[Start of INPUT FOR THIS TASK]
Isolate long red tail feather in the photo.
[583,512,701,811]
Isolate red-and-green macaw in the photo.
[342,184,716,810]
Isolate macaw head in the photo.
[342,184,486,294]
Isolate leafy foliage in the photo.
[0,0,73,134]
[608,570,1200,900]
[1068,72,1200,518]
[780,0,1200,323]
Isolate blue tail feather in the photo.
[End of INPUT FOR THIS TASK]
[Start of INPUT FOR THIS TASK]
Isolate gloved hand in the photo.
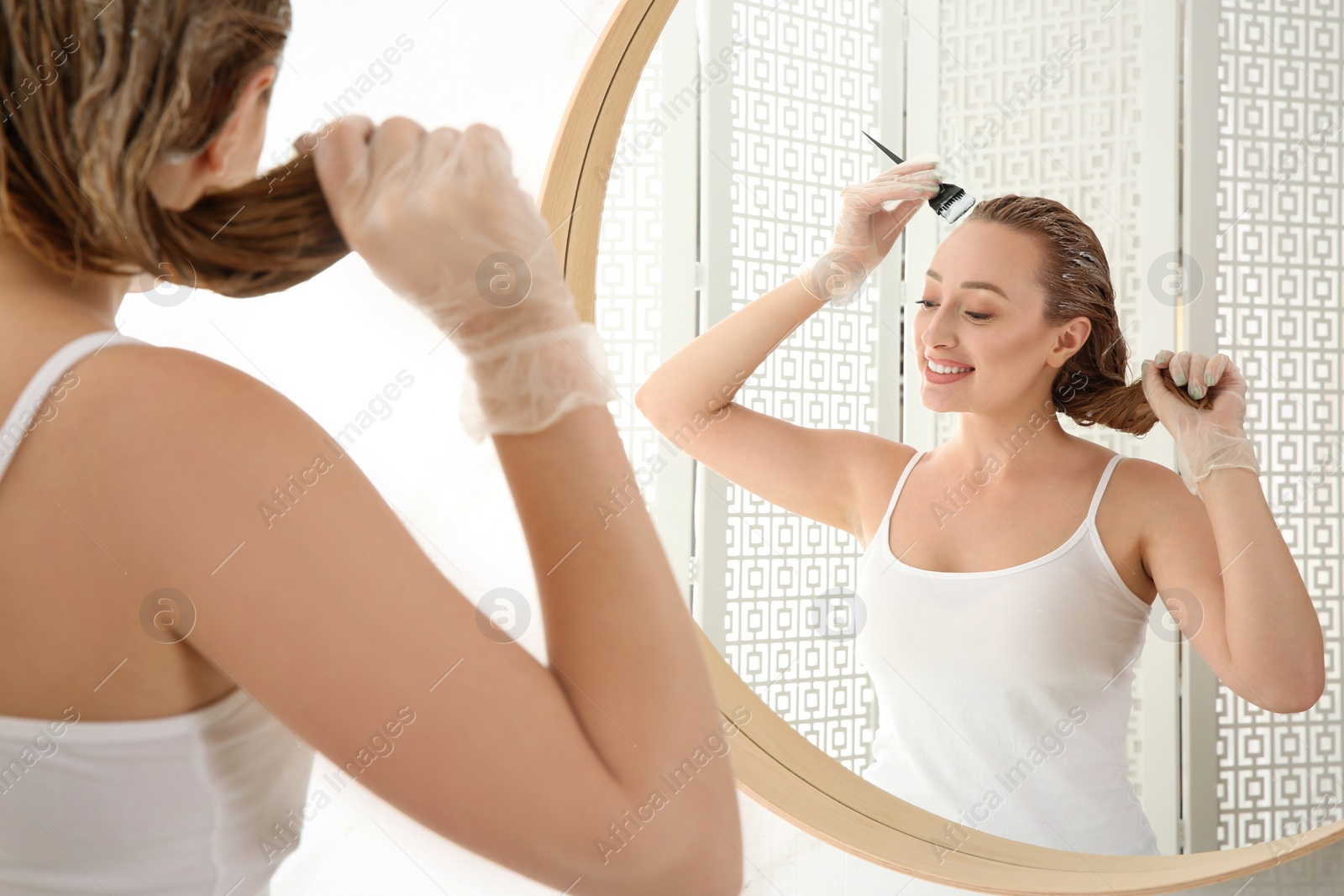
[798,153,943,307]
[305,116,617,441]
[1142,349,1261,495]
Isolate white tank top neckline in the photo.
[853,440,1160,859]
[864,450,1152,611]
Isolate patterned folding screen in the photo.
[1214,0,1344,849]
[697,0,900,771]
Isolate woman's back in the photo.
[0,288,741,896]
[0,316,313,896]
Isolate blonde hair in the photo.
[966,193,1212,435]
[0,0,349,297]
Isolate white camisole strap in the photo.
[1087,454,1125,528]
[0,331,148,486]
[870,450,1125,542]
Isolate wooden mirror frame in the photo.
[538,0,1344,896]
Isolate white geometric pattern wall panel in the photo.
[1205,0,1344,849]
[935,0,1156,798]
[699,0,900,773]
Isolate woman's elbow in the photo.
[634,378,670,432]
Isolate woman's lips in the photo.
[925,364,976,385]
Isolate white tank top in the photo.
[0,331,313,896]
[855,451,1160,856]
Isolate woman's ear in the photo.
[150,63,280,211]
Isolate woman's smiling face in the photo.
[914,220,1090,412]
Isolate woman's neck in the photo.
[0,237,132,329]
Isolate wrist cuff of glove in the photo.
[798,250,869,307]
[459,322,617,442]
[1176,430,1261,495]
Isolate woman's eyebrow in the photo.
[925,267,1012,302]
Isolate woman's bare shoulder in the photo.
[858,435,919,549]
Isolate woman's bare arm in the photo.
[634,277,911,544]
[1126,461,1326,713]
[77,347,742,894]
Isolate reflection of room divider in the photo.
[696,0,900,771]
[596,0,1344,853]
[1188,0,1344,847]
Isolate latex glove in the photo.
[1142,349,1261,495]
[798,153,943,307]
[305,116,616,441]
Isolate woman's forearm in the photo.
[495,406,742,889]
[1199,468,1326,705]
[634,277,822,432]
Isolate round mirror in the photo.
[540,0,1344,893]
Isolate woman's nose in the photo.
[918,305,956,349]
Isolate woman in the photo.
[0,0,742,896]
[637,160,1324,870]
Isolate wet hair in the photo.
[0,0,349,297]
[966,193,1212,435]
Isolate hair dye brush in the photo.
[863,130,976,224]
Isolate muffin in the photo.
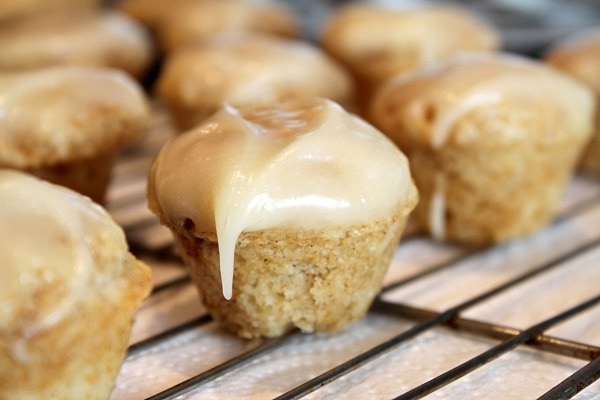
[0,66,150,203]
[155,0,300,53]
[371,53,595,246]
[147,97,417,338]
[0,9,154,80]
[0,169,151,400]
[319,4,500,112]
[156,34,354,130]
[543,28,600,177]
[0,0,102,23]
[End of INPUT FOR THIS TASK]
- WHAT THE EXERCISE ASKS:
Rescale the material from the line with "Isolate white tank top neckline in the photo." to the line with "[634,277,822,432]", both included. Write those lines out again, requests too, with every bounding-box coordinate in the answers multiplied by 2.25 and rounded to a whole number, halves up.

- THE ANSWER:
Isolate white tank top neckline in the photo.
[1919,990,2610,1933]
[1944,1013,2592,1375]
Isolate patterned folding screen in the photo.
[2732,0,3024,1910]
[1568,0,2025,1735]
Isolate woman's back in the photo.
[0,648,1667,2016]
[0,711,704,2016]
Isolate blonde hair in the photo.
[2174,434,2727,979]
[0,0,785,668]
Isolate white camisole strap in the photo.
[2446,1022,2531,1188]
[0,745,333,1094]
[1958,1013,2531,1220]
Isolate wooden mirror frame in the photo.
[1211,0,3024,2016]
Isolate white geometric pattern wall panel in the photo.
[2711,0,3024,1910]
[2104,0,2601,1796]
[1573,0,2025,1739]
Isolate woman's elbow in the photo.
[1427,851,1508,972]
Isolate woman's lips in the photo.
[2081,819,2196,866]
Isolate white tank top in the photo.
[0,745,704,2016]
[1924,1015,2610,1926]
Isolate woman's ear in the photo.
[338,142,630,475]
Isolate woman's smiling face in the photo.
[2057,495,2453,927]
Isolate woman's neck in the photo.
[0,533,297,740]
Isolate wrist cuff of glove in the photo.
[1796,563,1955,691]
[1033,725,1388,995]
[2646,968,2837,1114]
Isolate woman's eyebrow in the photo.
[2081,601,2277,680]
Isolate woman's bare shoulder in the photo.
[1931,979,2068,1235]
Isolate woman's bare arm in the photo.
[1427,623,2050,1224]
[2534,1037,2984,1604]
[173,781,1670,2012]
Isolate reflection of room divider in the photo.
[1566,0,2025,1735]
[1341,0,3024,1919]
[2673,0,3024,1906]
Isolate latex glove in the photo.
[2570,785,2837,1114]
[1796,344,2122,691]
[686,261,1386,992]
Isolate woman's forearm in the photo.
[1114,914,1670,2000]
[2698,1053,2984,1586]
[1427,623,1850,972]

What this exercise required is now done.